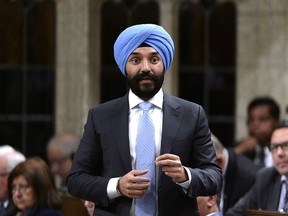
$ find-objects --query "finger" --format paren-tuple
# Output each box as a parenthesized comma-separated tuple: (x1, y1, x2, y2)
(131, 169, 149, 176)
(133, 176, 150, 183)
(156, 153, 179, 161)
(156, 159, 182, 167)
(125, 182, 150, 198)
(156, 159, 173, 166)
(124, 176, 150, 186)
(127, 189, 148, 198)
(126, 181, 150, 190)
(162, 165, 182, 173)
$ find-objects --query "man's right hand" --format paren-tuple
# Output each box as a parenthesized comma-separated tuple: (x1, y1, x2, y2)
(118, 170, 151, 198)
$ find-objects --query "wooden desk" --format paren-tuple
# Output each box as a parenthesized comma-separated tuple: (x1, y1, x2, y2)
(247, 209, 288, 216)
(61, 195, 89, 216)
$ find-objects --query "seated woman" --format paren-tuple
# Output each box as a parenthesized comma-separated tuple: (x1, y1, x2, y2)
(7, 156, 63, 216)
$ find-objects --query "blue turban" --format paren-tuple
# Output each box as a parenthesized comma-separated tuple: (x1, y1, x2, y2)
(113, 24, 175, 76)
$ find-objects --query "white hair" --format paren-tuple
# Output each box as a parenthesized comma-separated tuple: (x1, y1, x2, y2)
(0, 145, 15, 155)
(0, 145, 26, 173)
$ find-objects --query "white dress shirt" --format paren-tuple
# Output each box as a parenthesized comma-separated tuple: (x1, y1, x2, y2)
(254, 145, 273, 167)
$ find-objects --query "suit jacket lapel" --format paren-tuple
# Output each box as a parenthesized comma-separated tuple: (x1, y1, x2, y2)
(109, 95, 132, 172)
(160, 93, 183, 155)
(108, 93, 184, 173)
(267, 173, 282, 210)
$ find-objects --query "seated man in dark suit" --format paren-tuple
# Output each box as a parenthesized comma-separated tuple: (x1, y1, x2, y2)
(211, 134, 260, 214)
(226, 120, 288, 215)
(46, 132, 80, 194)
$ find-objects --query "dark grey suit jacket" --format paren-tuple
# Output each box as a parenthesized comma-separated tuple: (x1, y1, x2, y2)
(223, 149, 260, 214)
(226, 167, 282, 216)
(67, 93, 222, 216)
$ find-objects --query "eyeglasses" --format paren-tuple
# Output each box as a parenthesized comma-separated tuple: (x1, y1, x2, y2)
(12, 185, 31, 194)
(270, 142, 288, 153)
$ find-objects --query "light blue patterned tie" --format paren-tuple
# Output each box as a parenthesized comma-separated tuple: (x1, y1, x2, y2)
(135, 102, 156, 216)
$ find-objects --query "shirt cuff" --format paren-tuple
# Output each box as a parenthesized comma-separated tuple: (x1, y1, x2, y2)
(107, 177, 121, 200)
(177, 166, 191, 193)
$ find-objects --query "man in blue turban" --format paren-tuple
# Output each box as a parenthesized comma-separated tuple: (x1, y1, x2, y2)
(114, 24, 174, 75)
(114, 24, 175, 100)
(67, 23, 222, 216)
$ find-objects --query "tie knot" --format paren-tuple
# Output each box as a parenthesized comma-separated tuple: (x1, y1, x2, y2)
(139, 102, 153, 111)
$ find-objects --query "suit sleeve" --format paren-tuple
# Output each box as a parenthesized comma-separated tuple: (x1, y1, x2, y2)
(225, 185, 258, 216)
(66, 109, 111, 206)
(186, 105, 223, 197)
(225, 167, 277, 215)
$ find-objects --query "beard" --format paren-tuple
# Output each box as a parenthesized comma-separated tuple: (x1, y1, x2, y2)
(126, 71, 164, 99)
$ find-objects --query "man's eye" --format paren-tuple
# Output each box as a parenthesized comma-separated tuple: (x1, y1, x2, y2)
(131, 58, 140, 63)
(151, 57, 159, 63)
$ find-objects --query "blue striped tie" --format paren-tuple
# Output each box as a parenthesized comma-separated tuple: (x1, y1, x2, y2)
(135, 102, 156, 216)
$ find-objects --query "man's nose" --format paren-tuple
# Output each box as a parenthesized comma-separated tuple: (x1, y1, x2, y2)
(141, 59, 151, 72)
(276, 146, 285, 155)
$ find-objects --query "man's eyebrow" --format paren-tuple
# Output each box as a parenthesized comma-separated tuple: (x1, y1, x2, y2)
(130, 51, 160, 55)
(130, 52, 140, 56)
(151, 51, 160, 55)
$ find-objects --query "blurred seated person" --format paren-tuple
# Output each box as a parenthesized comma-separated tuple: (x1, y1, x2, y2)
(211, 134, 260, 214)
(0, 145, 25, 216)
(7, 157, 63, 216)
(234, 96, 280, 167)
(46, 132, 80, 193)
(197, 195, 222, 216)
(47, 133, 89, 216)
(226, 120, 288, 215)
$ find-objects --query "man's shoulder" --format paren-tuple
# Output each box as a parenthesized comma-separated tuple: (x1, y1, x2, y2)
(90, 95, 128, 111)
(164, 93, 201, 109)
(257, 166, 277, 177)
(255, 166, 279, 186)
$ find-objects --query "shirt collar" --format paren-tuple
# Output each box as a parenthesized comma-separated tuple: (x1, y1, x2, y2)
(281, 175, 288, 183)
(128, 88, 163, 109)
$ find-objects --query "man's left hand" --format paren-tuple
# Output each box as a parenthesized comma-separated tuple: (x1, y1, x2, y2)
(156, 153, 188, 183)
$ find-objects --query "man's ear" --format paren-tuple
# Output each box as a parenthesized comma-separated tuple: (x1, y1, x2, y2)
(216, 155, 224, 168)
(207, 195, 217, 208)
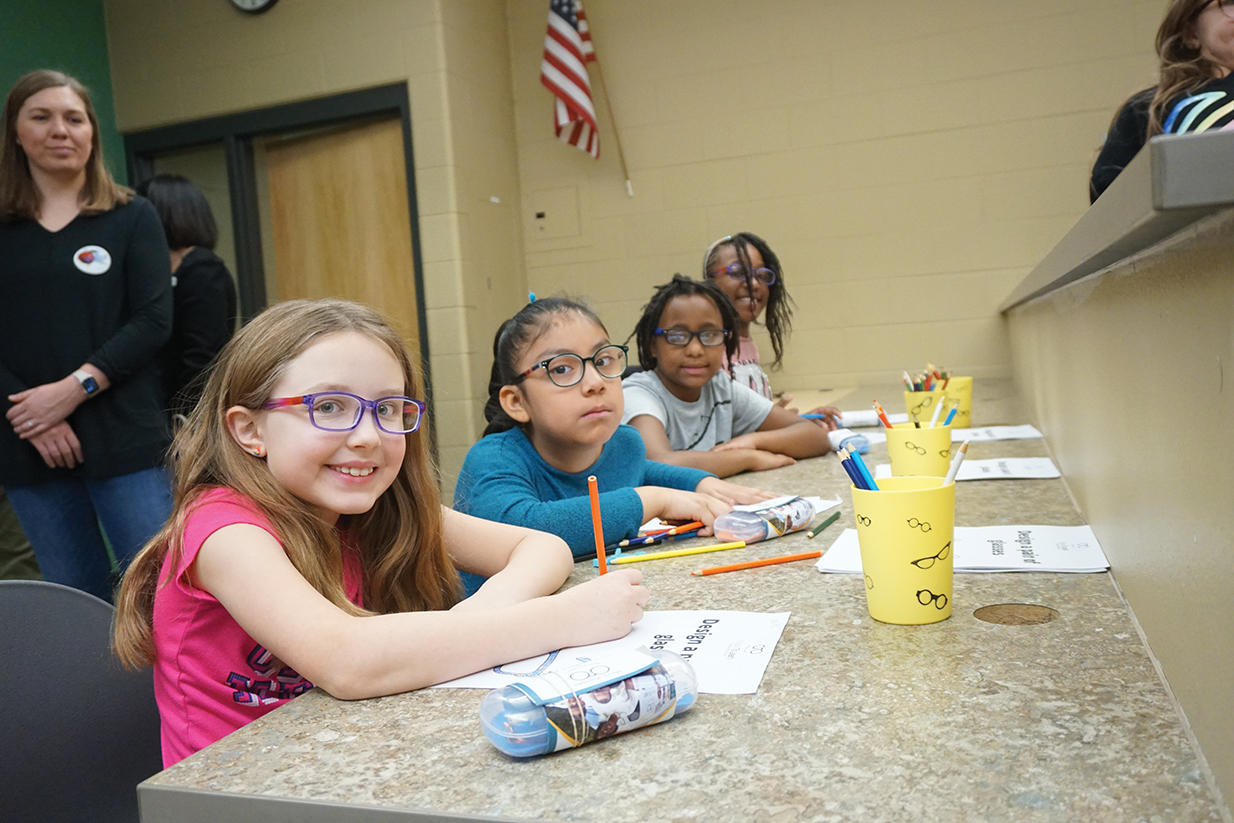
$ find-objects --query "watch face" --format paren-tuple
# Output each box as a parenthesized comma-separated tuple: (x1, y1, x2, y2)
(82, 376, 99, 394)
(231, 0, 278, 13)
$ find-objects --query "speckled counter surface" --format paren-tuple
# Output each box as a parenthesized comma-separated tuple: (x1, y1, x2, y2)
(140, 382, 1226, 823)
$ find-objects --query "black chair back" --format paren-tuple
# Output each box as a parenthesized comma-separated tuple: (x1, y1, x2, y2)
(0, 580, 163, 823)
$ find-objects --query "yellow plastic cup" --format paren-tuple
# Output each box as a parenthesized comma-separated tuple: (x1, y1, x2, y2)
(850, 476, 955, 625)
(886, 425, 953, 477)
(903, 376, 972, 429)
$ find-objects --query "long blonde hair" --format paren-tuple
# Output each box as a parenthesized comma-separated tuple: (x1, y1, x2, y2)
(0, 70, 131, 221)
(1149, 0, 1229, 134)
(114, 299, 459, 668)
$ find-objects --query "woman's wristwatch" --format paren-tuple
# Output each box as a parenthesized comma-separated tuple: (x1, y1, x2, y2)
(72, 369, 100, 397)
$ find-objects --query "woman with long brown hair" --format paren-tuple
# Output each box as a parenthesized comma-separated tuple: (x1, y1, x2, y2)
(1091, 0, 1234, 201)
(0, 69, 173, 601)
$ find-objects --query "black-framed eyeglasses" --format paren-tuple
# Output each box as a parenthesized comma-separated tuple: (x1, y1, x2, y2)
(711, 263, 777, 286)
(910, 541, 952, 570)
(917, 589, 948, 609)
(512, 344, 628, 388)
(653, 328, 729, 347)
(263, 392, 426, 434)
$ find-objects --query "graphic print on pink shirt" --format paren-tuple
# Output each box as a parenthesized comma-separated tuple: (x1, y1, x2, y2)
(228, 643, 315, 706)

========================================

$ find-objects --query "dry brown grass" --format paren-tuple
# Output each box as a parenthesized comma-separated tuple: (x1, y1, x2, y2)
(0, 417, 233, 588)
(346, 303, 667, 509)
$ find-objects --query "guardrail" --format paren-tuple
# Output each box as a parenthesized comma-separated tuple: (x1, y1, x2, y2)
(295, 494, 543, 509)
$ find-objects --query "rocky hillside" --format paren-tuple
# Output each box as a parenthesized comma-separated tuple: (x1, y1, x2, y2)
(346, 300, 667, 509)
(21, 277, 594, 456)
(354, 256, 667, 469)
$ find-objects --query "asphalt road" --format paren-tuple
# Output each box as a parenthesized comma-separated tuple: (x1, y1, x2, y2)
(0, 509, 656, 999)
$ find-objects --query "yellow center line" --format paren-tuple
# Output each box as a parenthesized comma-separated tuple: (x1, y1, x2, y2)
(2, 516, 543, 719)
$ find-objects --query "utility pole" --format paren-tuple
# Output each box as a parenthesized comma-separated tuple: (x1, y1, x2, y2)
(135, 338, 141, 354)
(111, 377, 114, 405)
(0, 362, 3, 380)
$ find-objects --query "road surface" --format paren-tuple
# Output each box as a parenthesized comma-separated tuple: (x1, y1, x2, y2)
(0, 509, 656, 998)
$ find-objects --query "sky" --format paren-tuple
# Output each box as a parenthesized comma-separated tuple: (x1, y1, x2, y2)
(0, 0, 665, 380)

========================================

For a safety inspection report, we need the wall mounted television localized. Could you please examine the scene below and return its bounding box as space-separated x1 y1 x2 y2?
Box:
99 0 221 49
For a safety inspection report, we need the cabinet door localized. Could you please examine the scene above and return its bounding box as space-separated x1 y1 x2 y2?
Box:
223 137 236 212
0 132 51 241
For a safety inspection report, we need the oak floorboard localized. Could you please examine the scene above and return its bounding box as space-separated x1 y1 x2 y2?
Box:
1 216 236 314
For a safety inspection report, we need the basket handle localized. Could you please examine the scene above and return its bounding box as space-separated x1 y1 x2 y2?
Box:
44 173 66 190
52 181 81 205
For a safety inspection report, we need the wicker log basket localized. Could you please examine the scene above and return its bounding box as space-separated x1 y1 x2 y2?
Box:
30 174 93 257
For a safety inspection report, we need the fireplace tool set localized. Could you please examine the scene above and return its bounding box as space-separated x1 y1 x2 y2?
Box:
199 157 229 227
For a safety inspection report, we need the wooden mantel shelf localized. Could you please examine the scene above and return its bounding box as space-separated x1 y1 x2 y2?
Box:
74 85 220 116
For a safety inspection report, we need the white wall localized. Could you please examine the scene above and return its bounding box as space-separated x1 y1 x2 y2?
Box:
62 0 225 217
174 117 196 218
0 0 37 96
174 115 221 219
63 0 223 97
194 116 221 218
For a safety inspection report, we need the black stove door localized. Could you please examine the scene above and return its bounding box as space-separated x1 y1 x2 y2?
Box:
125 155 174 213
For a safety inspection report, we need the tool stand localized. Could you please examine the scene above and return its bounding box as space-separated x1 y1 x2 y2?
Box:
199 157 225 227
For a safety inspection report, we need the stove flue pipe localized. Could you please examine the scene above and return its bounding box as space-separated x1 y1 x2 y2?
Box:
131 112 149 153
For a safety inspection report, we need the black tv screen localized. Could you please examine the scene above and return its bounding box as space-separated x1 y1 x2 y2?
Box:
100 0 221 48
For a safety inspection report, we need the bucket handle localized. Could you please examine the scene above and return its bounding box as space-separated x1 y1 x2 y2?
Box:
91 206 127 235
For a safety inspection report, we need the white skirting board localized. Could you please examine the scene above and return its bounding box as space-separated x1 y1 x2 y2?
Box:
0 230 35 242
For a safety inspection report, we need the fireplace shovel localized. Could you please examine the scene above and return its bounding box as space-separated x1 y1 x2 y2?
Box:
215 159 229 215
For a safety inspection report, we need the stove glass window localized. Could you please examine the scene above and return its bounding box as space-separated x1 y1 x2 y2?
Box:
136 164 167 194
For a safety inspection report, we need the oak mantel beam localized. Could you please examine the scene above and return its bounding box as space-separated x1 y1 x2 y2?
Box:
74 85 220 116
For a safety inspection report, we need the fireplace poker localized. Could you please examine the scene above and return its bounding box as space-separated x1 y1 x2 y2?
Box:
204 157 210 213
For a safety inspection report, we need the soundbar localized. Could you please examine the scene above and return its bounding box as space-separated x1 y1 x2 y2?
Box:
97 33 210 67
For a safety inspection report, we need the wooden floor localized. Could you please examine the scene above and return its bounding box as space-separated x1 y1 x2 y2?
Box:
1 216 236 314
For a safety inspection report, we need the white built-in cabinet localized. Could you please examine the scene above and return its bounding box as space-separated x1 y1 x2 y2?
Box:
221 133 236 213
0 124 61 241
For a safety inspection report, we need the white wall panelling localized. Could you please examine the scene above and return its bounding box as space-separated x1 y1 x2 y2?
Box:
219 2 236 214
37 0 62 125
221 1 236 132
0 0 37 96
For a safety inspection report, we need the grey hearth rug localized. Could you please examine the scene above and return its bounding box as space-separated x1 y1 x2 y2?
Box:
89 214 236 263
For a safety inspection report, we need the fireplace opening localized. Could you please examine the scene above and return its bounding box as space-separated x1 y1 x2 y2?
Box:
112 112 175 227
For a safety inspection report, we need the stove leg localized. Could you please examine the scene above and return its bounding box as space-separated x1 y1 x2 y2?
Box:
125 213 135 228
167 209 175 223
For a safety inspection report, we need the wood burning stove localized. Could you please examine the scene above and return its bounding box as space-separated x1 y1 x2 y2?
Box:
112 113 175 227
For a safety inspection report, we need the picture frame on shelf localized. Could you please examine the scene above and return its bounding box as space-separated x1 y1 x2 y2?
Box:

========================================

Extract all lines from the material above that include the word "grey".

$ find-objects --query "dark grey suit jacket" --format paren-tuple
For a safety inspection report, we need the grey hearth rug localized. Could you please examine the scene above and return its bounding box as space-separated x1 y1 x2 y2?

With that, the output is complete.